### THE INPUT ###

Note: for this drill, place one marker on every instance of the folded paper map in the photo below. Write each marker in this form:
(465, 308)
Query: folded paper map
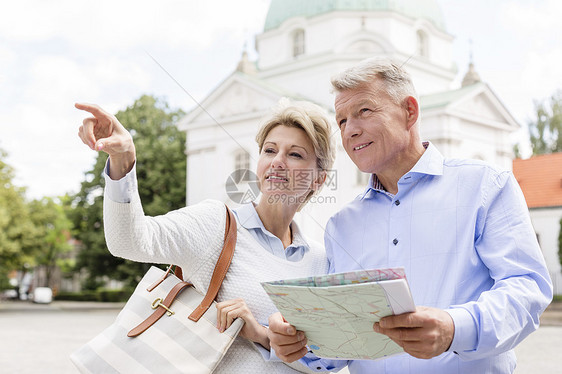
(337, 311)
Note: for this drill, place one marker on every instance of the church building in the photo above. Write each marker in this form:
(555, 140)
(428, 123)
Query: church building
(304, 43)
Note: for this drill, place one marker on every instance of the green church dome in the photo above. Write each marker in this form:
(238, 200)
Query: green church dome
(282, 10)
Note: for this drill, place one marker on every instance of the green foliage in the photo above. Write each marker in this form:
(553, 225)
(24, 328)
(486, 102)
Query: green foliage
(17, 232)
(161, 172)
(52, 234)
(31, 233)
(546, 129)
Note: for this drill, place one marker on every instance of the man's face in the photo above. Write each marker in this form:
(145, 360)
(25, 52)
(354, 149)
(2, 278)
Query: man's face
(374, 128)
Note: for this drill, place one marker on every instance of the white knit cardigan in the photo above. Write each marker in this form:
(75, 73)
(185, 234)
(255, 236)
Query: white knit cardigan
(192, 238)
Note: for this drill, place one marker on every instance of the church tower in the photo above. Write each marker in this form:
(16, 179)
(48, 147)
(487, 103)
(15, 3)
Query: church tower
(303, 44)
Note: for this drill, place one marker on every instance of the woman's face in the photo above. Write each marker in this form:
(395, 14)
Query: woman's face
(287, 166)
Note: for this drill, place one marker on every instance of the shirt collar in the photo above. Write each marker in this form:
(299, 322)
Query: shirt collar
(249, 219)
(430, 163)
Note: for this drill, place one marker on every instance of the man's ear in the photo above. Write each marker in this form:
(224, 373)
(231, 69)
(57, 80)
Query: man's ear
(319, 181)
(413, 110)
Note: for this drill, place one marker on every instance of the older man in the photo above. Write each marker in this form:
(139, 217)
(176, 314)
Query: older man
(460, 228)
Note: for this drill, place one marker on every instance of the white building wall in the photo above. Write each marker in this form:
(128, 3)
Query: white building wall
(328, 40)
(547, 226)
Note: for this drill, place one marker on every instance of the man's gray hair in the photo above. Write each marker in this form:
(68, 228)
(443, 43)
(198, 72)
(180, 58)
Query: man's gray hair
(396, 80)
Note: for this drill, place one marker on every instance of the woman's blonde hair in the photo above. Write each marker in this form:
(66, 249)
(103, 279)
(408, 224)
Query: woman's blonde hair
(313, 120)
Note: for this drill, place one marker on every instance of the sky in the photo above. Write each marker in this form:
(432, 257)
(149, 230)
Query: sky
(55, 53)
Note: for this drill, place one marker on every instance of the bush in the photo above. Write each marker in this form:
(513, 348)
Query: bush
(101, 295)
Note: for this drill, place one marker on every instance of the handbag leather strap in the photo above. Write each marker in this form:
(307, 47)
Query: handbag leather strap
(159, 312)
(221, 267)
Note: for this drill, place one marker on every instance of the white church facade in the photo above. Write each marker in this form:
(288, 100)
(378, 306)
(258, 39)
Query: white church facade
(302, 45)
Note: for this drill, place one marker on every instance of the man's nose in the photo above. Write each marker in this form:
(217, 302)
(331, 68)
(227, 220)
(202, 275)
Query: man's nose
(352, 128)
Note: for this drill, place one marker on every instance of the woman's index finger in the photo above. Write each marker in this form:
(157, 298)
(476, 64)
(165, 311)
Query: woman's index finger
(94, 109)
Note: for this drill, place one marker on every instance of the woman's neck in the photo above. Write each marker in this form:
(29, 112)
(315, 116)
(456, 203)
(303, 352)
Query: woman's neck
(276, 219)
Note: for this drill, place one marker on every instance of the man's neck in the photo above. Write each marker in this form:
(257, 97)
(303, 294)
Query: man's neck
(391, 175)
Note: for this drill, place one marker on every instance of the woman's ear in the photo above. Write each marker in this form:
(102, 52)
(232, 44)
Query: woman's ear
(319, 180)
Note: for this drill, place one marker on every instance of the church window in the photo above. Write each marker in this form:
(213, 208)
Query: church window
(361, 178)
(242, 160)
(422, 47)
(298, 43)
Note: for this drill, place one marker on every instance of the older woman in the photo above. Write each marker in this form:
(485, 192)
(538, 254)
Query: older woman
(295, 153)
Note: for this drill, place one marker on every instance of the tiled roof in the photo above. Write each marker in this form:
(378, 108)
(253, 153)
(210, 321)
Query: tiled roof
(540, 178)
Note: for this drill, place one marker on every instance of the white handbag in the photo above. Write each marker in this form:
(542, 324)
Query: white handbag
(167, 326)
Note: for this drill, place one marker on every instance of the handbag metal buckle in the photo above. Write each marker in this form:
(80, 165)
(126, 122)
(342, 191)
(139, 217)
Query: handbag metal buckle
(158, 302)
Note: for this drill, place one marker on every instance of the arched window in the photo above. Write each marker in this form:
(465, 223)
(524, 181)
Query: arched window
(242, 160)
(298, 42)
(422, 48)
(361, 178)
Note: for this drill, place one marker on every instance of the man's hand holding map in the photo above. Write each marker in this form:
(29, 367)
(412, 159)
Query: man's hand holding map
(337, 311)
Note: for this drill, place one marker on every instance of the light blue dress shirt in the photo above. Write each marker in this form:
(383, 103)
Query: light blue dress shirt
(461, 230)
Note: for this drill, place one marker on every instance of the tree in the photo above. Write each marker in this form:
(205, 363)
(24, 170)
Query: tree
(161, 171)
(546, 129)
(52, 235)
(16, 229)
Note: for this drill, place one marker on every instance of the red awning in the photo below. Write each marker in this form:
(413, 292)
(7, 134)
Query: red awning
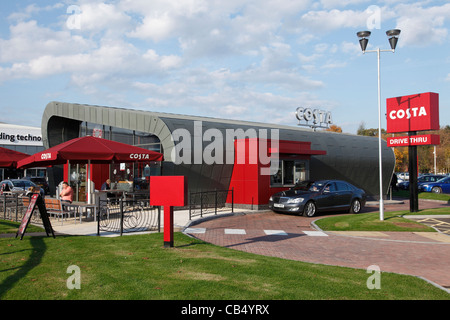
(94, 150)
(9, 158)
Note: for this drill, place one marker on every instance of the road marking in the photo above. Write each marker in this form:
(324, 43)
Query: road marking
(315, 233)
(275, 233)
(234, 231)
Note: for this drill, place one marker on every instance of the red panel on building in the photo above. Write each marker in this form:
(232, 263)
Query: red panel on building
(416, 112)
(418, 140)
(251, 186)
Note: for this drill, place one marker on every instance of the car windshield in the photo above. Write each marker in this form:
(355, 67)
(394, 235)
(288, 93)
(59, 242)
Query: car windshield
(302, 185)
(23, 184)
(316, 186)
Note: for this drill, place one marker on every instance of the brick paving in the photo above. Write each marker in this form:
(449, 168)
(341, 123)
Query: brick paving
(410, 253)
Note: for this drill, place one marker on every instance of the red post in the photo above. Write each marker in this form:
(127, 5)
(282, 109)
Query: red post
(168, 227)
(168, 191)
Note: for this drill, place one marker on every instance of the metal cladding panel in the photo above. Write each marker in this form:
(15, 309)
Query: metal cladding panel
(348, 157)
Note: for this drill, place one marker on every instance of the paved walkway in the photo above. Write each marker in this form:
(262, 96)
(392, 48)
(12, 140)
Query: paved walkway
(422, 254)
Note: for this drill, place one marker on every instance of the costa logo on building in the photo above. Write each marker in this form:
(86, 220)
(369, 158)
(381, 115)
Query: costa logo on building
(46, 156)
(416, 112)
(139, 156)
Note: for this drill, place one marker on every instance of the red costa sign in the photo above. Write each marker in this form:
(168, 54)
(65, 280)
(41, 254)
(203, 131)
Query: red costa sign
(419, 140)
(417, 112)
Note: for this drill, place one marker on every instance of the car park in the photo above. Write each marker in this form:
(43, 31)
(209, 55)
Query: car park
(440, 186)
(422, 179)
(309, 198)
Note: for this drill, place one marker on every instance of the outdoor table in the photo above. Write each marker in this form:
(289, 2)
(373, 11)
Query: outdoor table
(79, 208)
(73, 206)
(85, 207)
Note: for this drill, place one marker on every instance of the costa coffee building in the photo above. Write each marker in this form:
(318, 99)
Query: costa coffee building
(255, 159)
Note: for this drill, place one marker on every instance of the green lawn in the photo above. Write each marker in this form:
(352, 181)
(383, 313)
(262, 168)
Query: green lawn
(138, 267)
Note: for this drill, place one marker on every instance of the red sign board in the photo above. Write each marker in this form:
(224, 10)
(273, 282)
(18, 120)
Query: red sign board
(418, 140)
(417, 112)
(168, 191)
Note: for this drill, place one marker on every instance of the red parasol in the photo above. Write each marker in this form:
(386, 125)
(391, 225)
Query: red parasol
(91, 150)
(9, 158)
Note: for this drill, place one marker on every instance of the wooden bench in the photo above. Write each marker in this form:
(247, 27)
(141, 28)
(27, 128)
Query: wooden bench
(56, 208)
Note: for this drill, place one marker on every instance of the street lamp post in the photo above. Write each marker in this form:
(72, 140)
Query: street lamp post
(363, 41)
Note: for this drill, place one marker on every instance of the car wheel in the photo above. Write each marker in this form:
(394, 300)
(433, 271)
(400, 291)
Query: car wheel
(310, 209)
(356, 206)
(436, 190)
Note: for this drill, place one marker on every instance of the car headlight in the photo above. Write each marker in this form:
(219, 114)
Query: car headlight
(295, 200)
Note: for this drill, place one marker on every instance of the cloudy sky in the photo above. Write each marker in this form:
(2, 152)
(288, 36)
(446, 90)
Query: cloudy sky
(254, 60)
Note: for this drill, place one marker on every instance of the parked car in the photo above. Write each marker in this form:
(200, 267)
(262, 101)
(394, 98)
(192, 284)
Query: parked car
(16, 185)
(41, 182)
(440, 186)
(422, 179)
(324, 195)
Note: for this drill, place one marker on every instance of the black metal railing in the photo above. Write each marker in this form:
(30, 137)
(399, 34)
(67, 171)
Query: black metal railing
(210, 202)
(123, 216)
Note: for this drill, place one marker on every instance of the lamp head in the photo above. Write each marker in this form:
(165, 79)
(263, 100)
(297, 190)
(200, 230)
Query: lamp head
(393, 37)
(363, 39)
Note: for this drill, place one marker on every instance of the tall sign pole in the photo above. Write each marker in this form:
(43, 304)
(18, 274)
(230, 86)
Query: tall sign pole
(418, 112)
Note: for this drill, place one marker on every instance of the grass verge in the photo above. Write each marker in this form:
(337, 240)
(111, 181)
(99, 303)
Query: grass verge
(137, 267)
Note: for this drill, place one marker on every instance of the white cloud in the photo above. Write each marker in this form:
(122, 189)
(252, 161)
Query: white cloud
(422, 26)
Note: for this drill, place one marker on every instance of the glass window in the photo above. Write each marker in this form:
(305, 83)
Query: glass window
(289, 173)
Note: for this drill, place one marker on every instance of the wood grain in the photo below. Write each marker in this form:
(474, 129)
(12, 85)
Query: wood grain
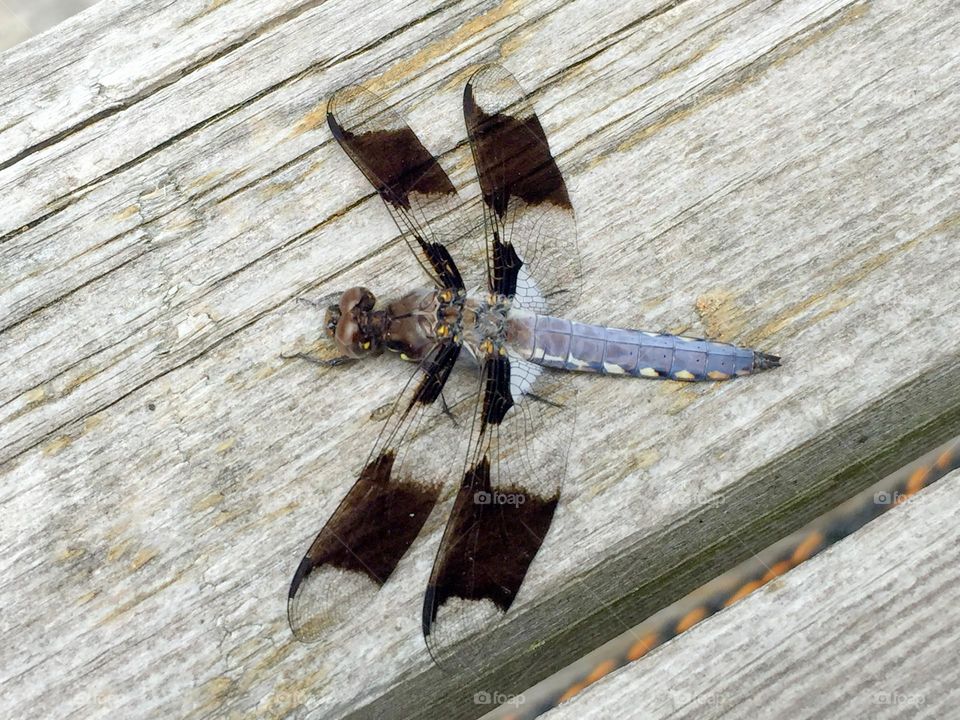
(780, 174)
(859, 631)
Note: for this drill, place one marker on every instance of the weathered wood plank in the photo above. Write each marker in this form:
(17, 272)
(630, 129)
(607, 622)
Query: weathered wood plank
(867, 629)
(778, 174)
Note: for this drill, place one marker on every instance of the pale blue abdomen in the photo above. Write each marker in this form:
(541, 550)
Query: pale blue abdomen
(568, 345)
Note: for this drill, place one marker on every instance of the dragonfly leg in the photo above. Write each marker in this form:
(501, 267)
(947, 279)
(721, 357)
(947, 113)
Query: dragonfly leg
(446, 409)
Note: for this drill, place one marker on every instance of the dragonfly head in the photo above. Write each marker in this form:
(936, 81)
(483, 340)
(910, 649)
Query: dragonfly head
(354, 324)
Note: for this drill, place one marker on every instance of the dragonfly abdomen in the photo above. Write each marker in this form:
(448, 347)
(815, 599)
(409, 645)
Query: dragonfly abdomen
(569, 345)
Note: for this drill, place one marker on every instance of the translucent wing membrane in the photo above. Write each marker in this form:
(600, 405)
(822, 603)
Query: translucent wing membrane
(382, 514)
(529, 223)
(509, 491)
(417, 192)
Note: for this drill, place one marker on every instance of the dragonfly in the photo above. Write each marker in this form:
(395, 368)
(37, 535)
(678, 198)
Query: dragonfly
(492, 325)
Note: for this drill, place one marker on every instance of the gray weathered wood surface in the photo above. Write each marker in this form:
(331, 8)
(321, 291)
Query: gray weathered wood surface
(782, 174)
(868, 629)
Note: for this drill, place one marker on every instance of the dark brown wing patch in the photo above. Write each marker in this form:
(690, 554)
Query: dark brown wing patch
(503, 509)
(496, 542)
(530, 227)
(375, 524)
(417, 192)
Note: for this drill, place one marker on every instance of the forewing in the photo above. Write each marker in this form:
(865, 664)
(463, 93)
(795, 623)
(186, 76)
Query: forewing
(382, 514)
(530, 228)
(515, 467)
(417, 192)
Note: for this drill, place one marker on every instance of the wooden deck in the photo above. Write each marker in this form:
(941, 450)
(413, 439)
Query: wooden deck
(781, 174)
(859, 631)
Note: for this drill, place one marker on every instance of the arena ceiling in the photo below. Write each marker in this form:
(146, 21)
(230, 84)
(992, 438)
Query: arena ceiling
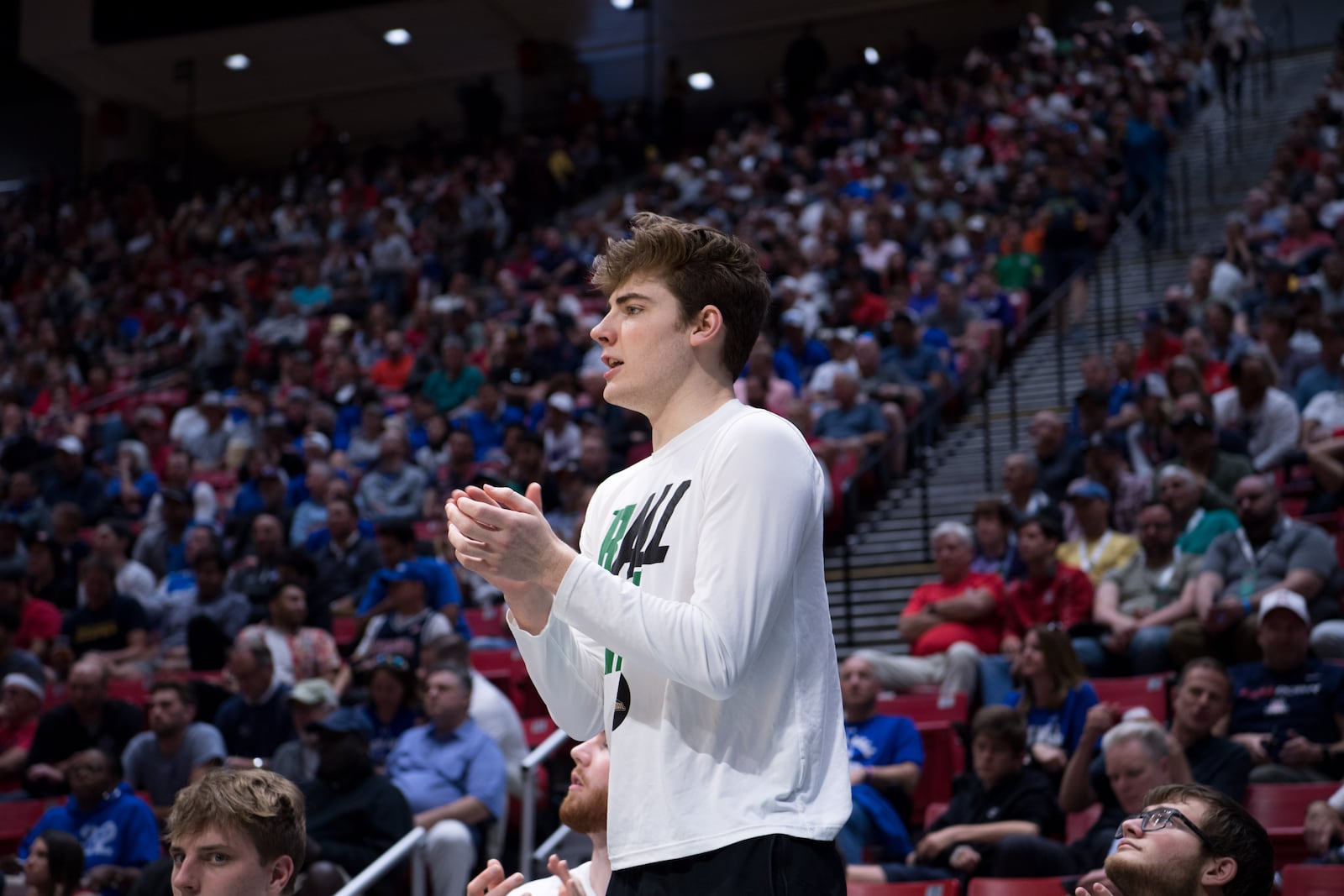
(342, 53)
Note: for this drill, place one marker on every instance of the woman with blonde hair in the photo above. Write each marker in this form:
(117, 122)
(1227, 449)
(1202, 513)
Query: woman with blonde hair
(1054, 696)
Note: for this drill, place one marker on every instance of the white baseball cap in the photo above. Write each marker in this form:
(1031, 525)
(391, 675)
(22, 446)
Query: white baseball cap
(1285, 600)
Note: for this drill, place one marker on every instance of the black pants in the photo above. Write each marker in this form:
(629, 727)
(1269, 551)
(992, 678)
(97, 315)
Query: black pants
(772, 866)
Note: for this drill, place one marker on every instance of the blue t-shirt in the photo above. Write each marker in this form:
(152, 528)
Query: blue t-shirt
(385, 735)
(1304, 700)
(884, 741)
(440, 591)
(120, 831)
(433, 770)
(813, 356)
(147, 484)
(1059, 727)
(490, 434)
(918, 363)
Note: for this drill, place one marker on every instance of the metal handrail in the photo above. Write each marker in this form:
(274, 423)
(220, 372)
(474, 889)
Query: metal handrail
(528, 826)
(412, 844)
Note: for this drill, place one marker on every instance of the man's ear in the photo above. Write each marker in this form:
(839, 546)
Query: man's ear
(1218, 872)
(281, 876)
(707, 322)
(706, 325)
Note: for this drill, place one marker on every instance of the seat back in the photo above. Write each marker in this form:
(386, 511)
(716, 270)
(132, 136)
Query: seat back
(925, 707)
(1148, 692)
(1077, 824)
(1314, 880)
(1019, 887)
(487, 622)
(944, 761)
(1285, 805)
(17, 821)
(913, 888)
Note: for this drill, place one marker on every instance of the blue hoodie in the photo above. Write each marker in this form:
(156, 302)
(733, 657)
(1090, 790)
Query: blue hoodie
(120, 831)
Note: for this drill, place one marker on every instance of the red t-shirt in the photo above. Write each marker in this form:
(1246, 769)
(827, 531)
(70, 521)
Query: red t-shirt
(1065, 598)
(39, 620)
(13, 736)
(391, 375)
(937, 640)
(1147, 363)
(1215, 376)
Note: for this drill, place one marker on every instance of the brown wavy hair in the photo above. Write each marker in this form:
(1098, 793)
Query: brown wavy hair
(699, 266)
(261, 805)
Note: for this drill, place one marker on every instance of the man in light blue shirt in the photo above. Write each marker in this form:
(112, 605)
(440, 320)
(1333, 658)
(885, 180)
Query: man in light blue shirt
(452, 774)
(396, 542)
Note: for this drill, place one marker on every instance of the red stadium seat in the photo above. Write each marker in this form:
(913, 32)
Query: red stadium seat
(944, 761)
(1148, 692)
(1281, 809)
(1077, 824)
(129, 689)
(214, 678)
(487, 622)
(344, 629)
(917, 888)
(219, 479)
(1312, 880)
(17, 821)
(538, 730)
(932, 813)
(925, 707)
(1021, 887)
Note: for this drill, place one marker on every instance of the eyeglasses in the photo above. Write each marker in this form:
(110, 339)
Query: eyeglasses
(1159, 819)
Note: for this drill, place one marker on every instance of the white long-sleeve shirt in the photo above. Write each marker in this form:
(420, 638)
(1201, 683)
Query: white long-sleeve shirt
(1272, 430)
(696, 629)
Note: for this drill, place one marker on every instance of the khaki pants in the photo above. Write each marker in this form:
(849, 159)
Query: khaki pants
(1191, 641)
(954, 671)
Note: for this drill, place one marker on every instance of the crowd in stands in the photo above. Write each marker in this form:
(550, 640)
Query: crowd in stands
(253, 539)
(1183, 520)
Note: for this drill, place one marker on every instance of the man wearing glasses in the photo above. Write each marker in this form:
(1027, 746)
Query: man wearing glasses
(1189, 840)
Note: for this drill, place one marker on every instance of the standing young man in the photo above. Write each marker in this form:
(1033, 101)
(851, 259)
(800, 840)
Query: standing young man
(237, 833)
(692, 625)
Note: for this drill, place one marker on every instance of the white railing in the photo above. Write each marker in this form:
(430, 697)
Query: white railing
(414, 844)
(528, 835)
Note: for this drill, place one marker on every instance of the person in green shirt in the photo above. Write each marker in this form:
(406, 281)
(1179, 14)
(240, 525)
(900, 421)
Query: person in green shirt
(1180, 490)
(456, 382)
(1016, 269)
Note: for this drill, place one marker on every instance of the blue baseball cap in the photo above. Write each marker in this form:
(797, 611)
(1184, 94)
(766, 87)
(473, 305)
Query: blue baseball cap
(407, 571)
(1089, 490)
(346, 720)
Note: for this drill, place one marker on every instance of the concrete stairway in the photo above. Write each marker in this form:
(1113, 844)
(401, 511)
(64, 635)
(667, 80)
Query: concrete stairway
(1221, 157)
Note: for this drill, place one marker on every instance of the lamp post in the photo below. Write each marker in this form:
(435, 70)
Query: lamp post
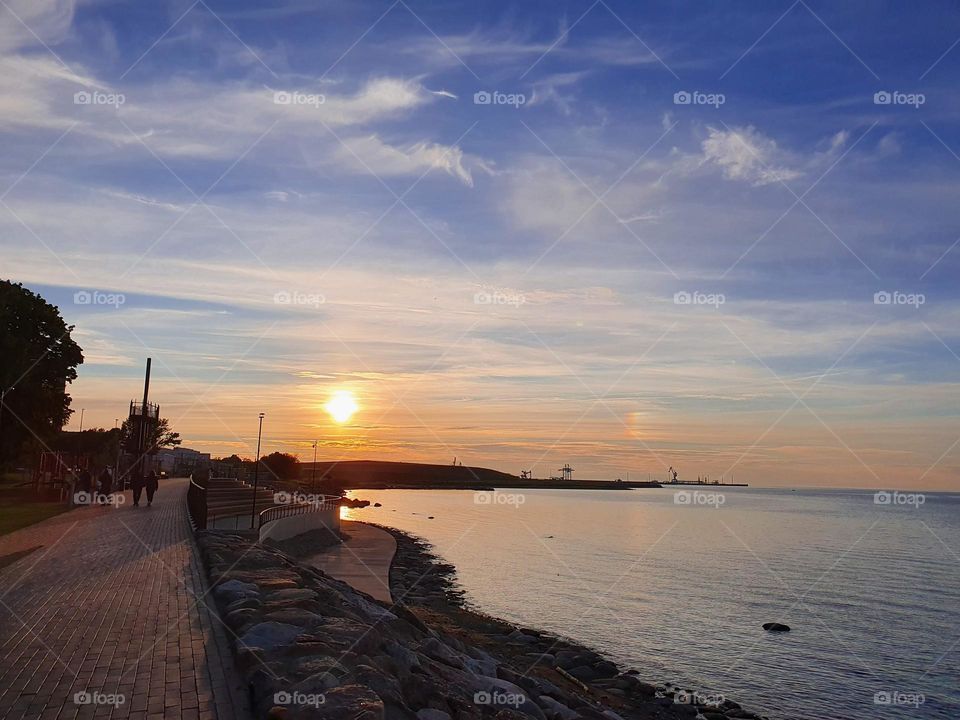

###

- ACTIVITY
Would you copy out every line in the records that includes the string "below"?

- SOLUTION TO THIS TASK
Note: for this drill, place one marker on every instance of the folded paper map in the photo below. Write each marker in this form:
Note: for this drill, place one marker on every instance of the red awning in the photo below. Write each marker in this form:
Note: for this drill, place one marker on every instance of the wood grain in the photo below. Write each marker in this form:
Note: for this drill, place one marker on every instance of the arena ceiling in the photo below. Write each marker in this form:
Note: for this drill, place one marker on every instance of the lamp post in the photo below. Write each marker in this form:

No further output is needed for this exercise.